### SOURCE EXCERPT
------------------------------------

Workflow:Danijar Dreamerv3 Single Process Training

Overview

End-to-end process for training a DreamerV3 world-model-based reinforcement learning agent on a target environment using a single process.

Description

This workflow covers the complete single-process training pipeline for DreamerV3, a model-based reinforcement learning algorithm that learns a world model from environment interactions and optimizes a policy through imagined trajectories. The agent encodes sensory inputs into discrete categorical representations via an RSSM (Recurrent State-Space Model), predicts future latent states and rewards, and trains an actor-critic policy entirely within the learned latent dynamics. The process spans configuration loading, environment creation, agent initialization, experience collection via a parallel driver, replay buffer management, and the iterative training loop with periodic logging and checkpointing.

Usage

Execute this workflow when you want to train a DreamerV3 agent from scratch on any supported environment (Atari, DMC, Crafter, DMLab, Minecraft, ProcGen, etc.) using a single machine. This is the default and most common training mode, suitable for environments where data collection and learning can share the same process without bottlenecking each other.

Execution Steps

Step 1: Configuration Loading

Parse command-line arguments and load the hierarchical YAML configuration. The system reads default hyperparameters from the config file, then overlays any named presets (e.g., atari, crafter, size200m) in the order specified, and finally applies any individual flag overrides. This produces a single merged configuration object controlling all aspects of the run.

Key considerations:

• Named config blocks are composable and override defaults in order
• The debug config block reduces all sizes for fast iteration
• The logdir supports a timestamp placeholder for unique run directories

Step 2: Environment Construction

Instantiate the target environment based on the task config field. The task string is split into a suite name and task name (e.g., atari_pong becomes suite atari, task pong). The appropriate environment wrapper class is dynamically loaded, suite-specific settings are applied, and a chain of composable wrappers normalizes actions, unifies dtypes, validates spaces, and clips continuous actions.

------------------------------------

### ENTRIES
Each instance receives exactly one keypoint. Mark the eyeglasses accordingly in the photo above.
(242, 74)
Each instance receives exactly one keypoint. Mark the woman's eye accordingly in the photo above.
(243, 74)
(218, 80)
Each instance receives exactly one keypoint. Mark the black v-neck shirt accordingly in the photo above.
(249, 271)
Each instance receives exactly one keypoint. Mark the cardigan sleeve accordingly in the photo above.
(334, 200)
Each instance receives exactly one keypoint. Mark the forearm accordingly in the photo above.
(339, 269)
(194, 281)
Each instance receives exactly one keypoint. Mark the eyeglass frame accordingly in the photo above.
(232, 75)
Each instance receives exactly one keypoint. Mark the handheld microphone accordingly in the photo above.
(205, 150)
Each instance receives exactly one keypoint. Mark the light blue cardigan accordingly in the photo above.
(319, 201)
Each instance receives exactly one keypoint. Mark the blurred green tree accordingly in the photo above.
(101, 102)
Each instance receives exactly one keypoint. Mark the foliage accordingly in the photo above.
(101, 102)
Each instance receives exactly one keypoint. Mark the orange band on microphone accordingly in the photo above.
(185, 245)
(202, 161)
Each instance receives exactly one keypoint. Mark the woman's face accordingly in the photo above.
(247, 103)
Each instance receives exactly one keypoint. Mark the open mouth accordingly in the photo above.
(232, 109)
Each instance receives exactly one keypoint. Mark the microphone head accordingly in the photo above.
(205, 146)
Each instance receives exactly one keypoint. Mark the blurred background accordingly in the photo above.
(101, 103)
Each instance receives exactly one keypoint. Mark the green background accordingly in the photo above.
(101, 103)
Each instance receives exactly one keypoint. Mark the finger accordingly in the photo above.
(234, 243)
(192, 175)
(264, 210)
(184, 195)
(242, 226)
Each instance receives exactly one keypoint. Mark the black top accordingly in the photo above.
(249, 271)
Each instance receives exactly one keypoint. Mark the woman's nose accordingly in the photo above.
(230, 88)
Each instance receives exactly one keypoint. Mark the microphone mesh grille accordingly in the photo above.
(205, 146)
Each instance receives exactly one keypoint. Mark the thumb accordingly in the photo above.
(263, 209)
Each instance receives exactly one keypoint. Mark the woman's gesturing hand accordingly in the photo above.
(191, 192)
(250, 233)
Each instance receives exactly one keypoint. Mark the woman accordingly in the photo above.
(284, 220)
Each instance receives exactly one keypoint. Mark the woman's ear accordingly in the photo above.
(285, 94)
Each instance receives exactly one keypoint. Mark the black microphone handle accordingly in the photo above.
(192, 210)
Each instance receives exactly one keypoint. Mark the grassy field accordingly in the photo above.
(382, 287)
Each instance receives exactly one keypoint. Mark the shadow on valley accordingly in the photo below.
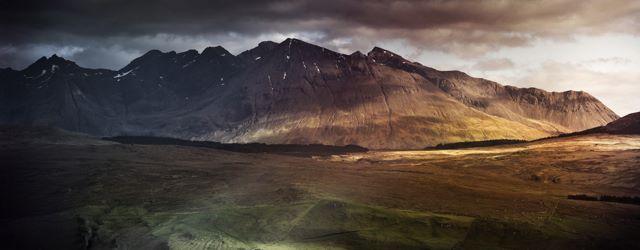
(284, 149)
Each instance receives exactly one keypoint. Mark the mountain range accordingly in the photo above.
(289, 92)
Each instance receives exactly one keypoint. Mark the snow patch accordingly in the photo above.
(122, 74)
(189, 63)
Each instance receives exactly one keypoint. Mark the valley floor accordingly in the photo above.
(66, 191)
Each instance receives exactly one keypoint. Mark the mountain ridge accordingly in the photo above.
(290, 92)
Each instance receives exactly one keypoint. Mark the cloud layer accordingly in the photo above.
(109, 33)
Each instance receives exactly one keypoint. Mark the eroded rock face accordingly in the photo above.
(292, 92)
(629, 124)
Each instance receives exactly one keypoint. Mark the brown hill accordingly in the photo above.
(294, 93)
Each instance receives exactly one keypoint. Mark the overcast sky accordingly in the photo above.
(554, 45)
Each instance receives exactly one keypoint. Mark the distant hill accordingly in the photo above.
(291, 92)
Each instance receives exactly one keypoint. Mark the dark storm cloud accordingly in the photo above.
(118, 29)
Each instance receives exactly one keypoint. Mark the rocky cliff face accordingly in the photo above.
(291, 92)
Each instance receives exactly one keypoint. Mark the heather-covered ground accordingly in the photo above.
(63, 190)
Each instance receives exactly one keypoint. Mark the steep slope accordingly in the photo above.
(629, 124)
(318, 96)
(548, 111)
(291, 92)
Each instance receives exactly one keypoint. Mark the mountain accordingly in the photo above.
(289, 92)
(629, 124)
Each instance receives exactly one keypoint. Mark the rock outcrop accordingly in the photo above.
(291, 92)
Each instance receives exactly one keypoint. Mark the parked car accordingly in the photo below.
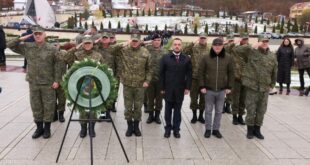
(266, 33)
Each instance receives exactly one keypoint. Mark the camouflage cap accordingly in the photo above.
(263, 37)
(203, 35)
(135, 36)
(244, 35)
(111, 34)
(218, 41)
(37, 29)
(87, 39)
(105, 34)
(230, 37)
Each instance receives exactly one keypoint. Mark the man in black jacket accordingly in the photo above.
(175, 79)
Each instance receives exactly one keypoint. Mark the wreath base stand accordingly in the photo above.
(90, 121)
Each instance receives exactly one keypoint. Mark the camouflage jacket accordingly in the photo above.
(42, 61)
(196, 52)
(79, 54)
(156, 55)
(216, 71)
(134, 66)
(260, 71)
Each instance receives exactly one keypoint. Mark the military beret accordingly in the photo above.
(244, 35)
(135, 36)
(37, 29)
(230, 37)
(218, 41)
(203, 35)
(87, 39)
(263, 37)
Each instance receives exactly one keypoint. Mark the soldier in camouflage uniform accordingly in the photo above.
(258, 76)
(112, 38)
(228, 48)
(239, 92)
(77, 54)
(155, 98)
(196, 53)
(135, 68)
(43, 77)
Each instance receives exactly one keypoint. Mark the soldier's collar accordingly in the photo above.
(263, 51)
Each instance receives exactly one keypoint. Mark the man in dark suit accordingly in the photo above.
(175, 79)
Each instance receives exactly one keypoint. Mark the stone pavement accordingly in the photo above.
(286, 130)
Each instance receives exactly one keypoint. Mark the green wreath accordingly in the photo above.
(91, 78)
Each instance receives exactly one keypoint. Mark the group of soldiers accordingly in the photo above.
(136, 65)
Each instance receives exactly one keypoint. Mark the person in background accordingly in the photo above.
(302, 58)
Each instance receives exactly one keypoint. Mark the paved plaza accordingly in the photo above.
(286, 130)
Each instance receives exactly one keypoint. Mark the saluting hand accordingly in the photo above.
(203, 90)
(186, 92)
(227, 91)
(55, 85)
(25, 37)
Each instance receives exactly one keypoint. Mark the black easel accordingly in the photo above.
(90, 121)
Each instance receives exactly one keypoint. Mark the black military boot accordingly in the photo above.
(136, 128)
(129, 131)
(200, 118)
(157, 118)
(145, 107)
(257, 132)
(83, 131)
(240, 120)
(235, 120)
(250, 132)
(194, 119)
(301, 92)
(61, 116)
(39, 131)
(150, 119)
(47, 130)
(207, 134)
(55, 118)
(227, 108)
(92, 132)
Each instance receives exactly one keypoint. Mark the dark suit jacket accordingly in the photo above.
(175, 77)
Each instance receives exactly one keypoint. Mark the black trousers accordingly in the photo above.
(174, 107)
(301, 77)
(2, 56)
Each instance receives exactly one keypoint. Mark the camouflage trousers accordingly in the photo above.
(229, 98)
(61, 99)
(197, 98)
(256, 106)
(155, 98)
(238, 97)
(133, 99)
(42, 101)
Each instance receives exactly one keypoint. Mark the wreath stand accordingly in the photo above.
(90, 121)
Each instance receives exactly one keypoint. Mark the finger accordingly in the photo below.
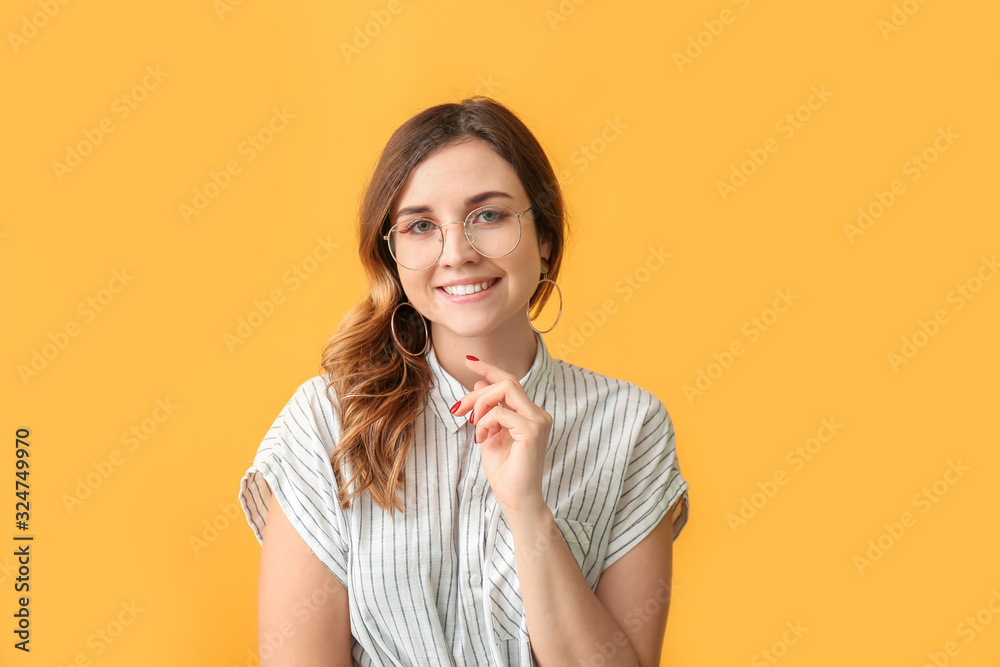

------------------------------------

### DIRECTIONS
A. Can you write out the part of the DreamerV3 training workflow that opens with the words containing "End-to-end process for" and closes with "logging and checkpointing."?
B. According to the DreamerV3 training workflow, why does the logdir support a timestamp placeholder?

### EXPECTED ANSWERS
A.
End-to-end process for training a DreamerV3 world-model-based reinforcement learning agent on a target environment using a single process.

Description

This workflow covers the complete single-process training pipeline for DreamerV3, a model-based reinforcement learning algorithm that learns a world model from environment interactions and optimizes a policy through imagined trajectories. The agent encodes sensory inputs into discrete categorical representations via an RSSM (Recurrent State-Space Model), predicts future latent states and rewards, and trains an actor-critic policy entirely within the learned latent dynamics. The process spans configuration loading, environment creation, agent initialization, experience collection via a parallel driver, replay buffer management, and the iterative training loop with periodic logging and checkpointing.

B. The placeholder gives each training run its own unique directory.